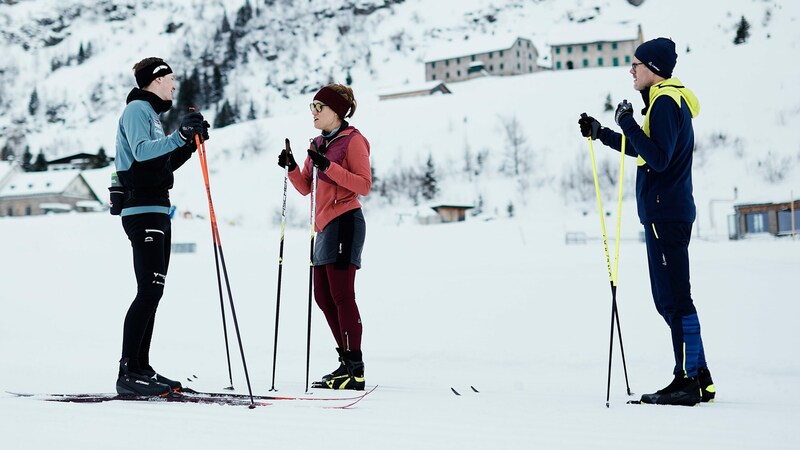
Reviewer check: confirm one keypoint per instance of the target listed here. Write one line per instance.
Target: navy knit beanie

---

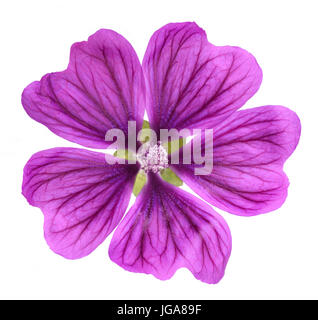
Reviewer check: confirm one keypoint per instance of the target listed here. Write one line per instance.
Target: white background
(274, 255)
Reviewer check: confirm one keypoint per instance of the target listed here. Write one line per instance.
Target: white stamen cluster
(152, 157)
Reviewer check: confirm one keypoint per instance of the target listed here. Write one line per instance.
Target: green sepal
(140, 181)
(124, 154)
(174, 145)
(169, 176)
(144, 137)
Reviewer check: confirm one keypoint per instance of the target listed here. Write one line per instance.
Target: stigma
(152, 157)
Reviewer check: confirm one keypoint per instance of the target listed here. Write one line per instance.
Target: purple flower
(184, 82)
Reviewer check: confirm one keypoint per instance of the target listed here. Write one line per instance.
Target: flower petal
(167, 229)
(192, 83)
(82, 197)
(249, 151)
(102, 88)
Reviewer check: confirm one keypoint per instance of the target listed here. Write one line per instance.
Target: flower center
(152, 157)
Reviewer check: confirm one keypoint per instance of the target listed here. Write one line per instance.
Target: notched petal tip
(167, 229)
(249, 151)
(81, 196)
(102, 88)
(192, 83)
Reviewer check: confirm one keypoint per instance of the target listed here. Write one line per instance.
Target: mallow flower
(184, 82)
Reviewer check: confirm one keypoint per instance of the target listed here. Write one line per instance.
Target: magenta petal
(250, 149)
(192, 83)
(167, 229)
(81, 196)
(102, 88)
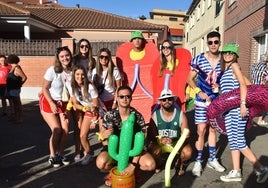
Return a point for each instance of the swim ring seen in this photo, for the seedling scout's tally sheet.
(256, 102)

--

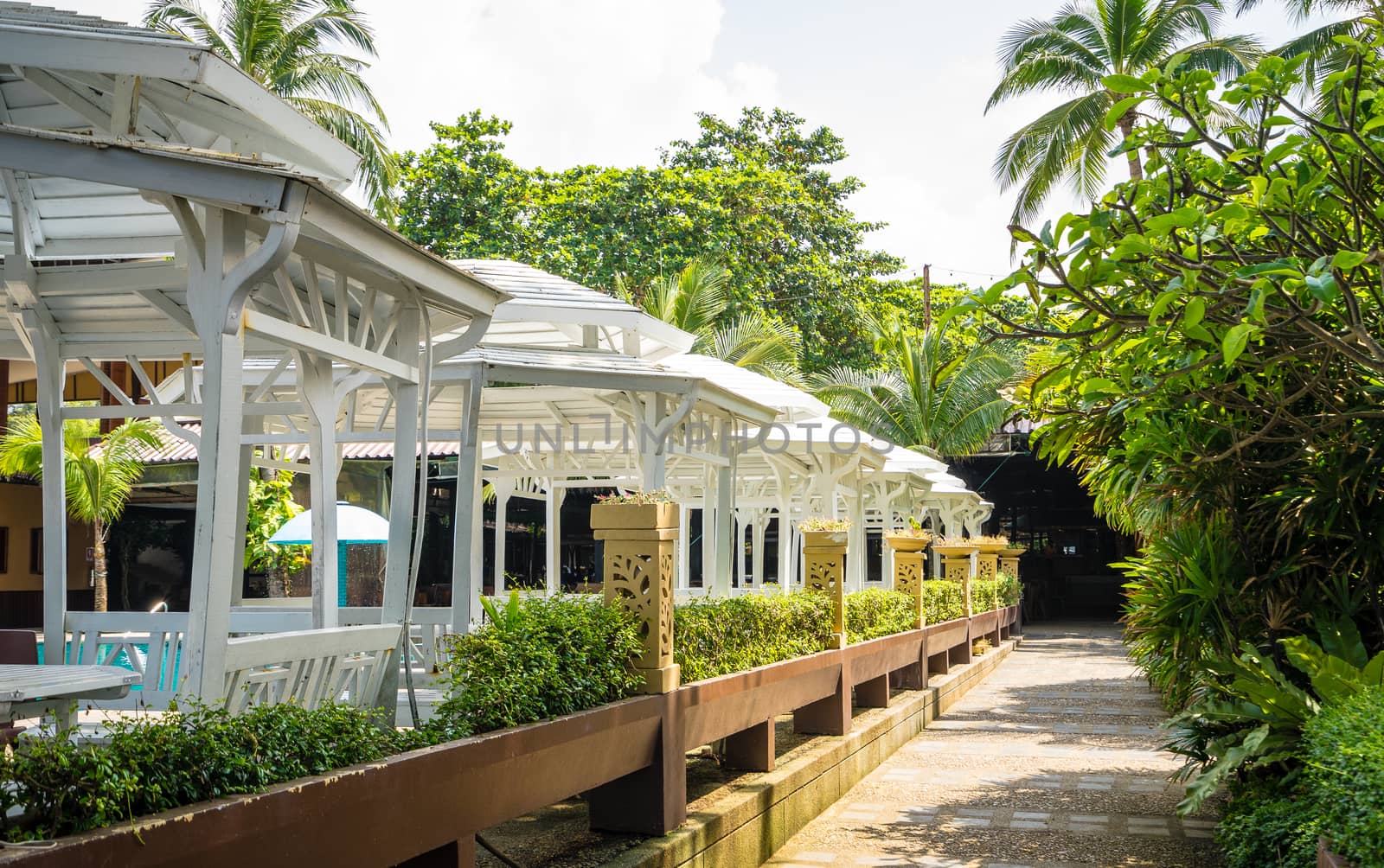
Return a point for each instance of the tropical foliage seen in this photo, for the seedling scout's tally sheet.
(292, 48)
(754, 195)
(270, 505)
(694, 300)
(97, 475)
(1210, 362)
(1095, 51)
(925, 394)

■ **WRITTEN EXERCISE**
Pull out every line of the records that contains the word "Return", matching case exactly.

■ **RESPONSE**
Return a point for each instance of the swim ring seen in this photo, for the seedling scout's tally sheet.
Return a point for each instance of the tropical foliage seen in this photo, for the seedling scout's tally sheet.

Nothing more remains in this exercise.